Render every line of the rows below as a JSON list of strings, one string per line, leaving out blank lines and the pictures.

Stored rows:
******************************
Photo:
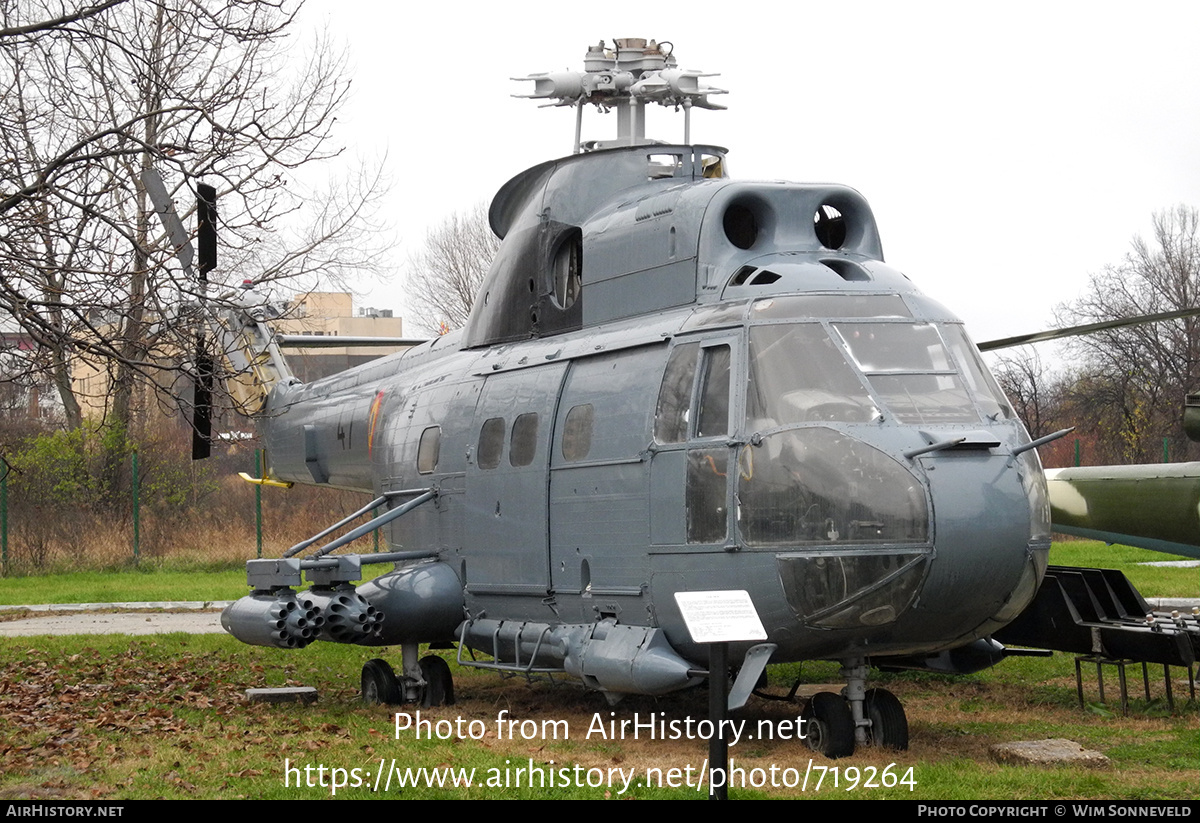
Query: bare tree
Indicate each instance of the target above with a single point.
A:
(1134, 379)
(64, 19)
(1033, 391)
(447, 275)
(201, 90)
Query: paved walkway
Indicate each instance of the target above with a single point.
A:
(143, 618)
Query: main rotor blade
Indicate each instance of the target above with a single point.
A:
(1086, 329)
(340, 341)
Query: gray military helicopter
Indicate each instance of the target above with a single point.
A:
(671, 382)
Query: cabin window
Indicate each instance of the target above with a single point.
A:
(427, 450)
(675, 395)
(491, 443)
(714, 398)
(525, 439)
(577, 432)
(706, 494)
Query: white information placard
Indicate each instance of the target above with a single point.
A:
(720, 617)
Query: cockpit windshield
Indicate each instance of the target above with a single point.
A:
(911, 370)
(919, 372)
(798, 374)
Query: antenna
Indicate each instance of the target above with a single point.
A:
(627, 78)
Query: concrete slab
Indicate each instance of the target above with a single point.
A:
(1048, 752)
(282, 695)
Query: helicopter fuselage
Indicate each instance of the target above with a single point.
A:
******************************
> Final answer
[
  "Photo:",
  "Query: bare tree",
  "Indicate each instance of the target above with a single point.",
  "A:",
  "(1134, 379)",
  "(64, 19)",
  "(1033, 391)",
  "(447, 275)",
  "(201, 90)",
  "Query: paved walkway",
  "Indicate each instance of the target above with a single point.",
  "A:",
  "(143, 618)",
  "Query: main rotor blade",
  "Indicate each instance of the target above with a single point.",
  "A:",
  "(1086, 329)",
  "(340, 341)",
  "Query: gray military helicopter",
  "Indicate each instance of the target above with a single point.",
  "A:",
  "(671, 382)",
  "Query: cabin window",
  "Indicate each instance of the target above with a single point.",
  "A:",
  "(427, 450)",
  "(675, 395)",
  "(491, 443)",
  "(714, 398)",
  "(525, 439)",
  "(577, 432)",
  "(706, 494)",
  "Query: white information placard",
  "Indicate each instance of the target above with a single point.",
  "A:",
  "(720, 617)",
  "Query: cockpit windshield",
  "Indicate each instance of the target above with a single point.",
  "A:",
  "(911, 370)",
  "(919, 372)",
  "(798, 374)",
  "Query: antenna",
  "Indicate each instance of the target above with a single point.",
  "A:",
  "(627, 78)",
  "Query: concrete slab",
  "Indicate each instance of the target above with a single point.",
  "A:",
  "(1048, 752)",
  "(282, 695)",
  "Query: helicopter fuselage",
  "Indicate each instance of the target above with a single point.",
  "A:"
]